Reading text:
-- Opening Marker --

Crime in Benin is high and especially targets visitors.

== Crime by type ==
=== Robbery ===
Petty crime is common throughout Benin. Street robbery is a significant problem in Cotonou. Robbery and mugging occur along the Boulevard de France (the beach road by the Marina and Novotel Hotels) and on the beaches near hotels frequented by international visitors. Most of the reported incidents involve the use of force, often by armed persons, with occasional minor injury to the victim. Even in daylight hours, foreigners on the beach near Cotonou are frequent victims of robberies.

There has been a continued increase in the number of robberies and carjacking incidents after dark, both within metropolitan Cotonou and on highways and rural roads outside of major metropolitan areas. Overland travel to Nigeria is dangerous near the Benin/Nigeria border due to unofficial checkpoints and highway banditry.

=== Drug trafficking ===
Drug trafficking in Benin is increasing, due mainly to the porous borders and lack of government intervention of the illegal drug trafficking. While neighboring countries are making a concerted effort to fight the drug trade, the traffickers are using Benin to traffic drugs from South America into the United States and Europe. Drug use within Benin is low, with marijuana being the drug of choice. Marijuana is grown in the central region of Benin.

=== Fraud ===
There is a high rate of credit card and automated teller machine (ATM) fraud, largely targeting foreigners.

=== Corruption ===
In 2011, Transparency International ranked Benin as 100th of 182 countries on perceived corruption. Benin's score was 3 with 10 being the best possible score.

-- Closing Marker --

What to work on:
1. List the subsection headings under "Crime by type" in the text on crime in Benin.
2. Summarize the text on crime in Benin in two sentences.
3. Copy the text on crime in Benin from "There has been" up to and including "region of Benin.".

Record excerpts:
-- Opening Marker --

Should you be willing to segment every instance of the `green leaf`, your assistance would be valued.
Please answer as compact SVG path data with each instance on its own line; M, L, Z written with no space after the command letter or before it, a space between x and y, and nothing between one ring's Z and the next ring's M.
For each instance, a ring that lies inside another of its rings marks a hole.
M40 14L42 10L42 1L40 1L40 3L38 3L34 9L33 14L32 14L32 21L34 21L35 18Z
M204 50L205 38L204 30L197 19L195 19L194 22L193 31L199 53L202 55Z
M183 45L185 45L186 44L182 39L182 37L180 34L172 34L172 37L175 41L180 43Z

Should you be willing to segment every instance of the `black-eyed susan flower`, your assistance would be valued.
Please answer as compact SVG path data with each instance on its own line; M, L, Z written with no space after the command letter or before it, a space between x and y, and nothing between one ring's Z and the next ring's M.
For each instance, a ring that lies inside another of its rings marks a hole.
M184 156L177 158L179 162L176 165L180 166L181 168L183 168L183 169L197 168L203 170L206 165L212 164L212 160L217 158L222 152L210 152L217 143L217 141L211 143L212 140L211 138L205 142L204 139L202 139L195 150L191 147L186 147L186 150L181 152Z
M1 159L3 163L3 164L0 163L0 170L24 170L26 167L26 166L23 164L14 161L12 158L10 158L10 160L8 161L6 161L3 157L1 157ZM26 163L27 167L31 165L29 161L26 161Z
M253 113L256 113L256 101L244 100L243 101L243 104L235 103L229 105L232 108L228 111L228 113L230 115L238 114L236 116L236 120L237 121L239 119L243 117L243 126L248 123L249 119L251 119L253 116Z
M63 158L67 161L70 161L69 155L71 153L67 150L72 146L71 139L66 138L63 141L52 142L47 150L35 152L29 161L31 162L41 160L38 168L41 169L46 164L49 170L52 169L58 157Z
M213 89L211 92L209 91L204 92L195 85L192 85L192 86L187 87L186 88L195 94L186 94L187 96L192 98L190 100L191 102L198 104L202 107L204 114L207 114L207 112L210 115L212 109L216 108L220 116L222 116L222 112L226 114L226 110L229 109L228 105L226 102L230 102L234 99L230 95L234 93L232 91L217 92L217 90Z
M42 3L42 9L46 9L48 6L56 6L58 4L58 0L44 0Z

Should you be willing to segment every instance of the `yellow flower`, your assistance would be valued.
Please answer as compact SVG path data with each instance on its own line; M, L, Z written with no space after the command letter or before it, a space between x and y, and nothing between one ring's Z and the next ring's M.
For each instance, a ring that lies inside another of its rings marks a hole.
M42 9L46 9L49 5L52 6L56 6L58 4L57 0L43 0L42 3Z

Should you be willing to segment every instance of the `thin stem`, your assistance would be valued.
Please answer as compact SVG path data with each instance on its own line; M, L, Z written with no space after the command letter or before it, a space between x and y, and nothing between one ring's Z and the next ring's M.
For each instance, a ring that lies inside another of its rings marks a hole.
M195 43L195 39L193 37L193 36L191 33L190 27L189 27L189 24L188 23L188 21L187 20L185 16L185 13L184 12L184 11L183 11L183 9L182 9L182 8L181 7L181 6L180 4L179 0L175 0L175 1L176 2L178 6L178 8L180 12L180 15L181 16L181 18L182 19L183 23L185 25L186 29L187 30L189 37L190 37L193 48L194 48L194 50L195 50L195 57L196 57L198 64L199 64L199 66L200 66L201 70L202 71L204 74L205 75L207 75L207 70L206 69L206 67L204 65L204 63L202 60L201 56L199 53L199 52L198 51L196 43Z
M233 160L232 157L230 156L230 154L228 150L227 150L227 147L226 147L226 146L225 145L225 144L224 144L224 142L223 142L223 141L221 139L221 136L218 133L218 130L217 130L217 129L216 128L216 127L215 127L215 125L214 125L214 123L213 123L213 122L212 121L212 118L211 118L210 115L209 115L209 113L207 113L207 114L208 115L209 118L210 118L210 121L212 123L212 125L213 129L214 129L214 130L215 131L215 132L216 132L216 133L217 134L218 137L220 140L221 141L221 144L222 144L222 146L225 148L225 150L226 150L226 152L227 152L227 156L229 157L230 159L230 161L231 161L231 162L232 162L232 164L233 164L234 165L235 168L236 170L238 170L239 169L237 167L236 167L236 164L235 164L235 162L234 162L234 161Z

-- Closing Marker --

Answers for the tasks:
1.
Robbery
Drug trafficking
Fraud
Corruption

2. Crime in Benin is high and especially targets visitors: street robbery is a significant problem in Cotonou, robberies and carjackings after dark have increased there and on highways and rural roads, and credit card and ATM fraud largely targets foreigners. Drug trafficking is increasing as traffickers use Benin to move drugs from South America into the United States and Europe, and in 2011 Transparency International ranked Benin 100th of 182 countries on perceived corruption.

3.
There has been a continued increase in the number of robberies and carjacking incidents after dark, both within metropolitan Cotonou and on highways and rural roads outside of major metropolitan areas. Overland travel to Nigeria is dangerous near the Benin/Nigeria border due to unofficial checkpoints and highway banditry.

=== Drug trafficking ===
Drug trafficking in Benin is increasing, due mainly to the porous borders and lack of government intervention of the illegal drug trafficking. While neighboring countries are making a concerted effort to fight the drug trade, the traffickers are using Benin to traffic drugs from South America into the United States and Europe. Drug use within Benin is low, with marijuana being the drug of choice. Marijuana is grown in the central region of Benin.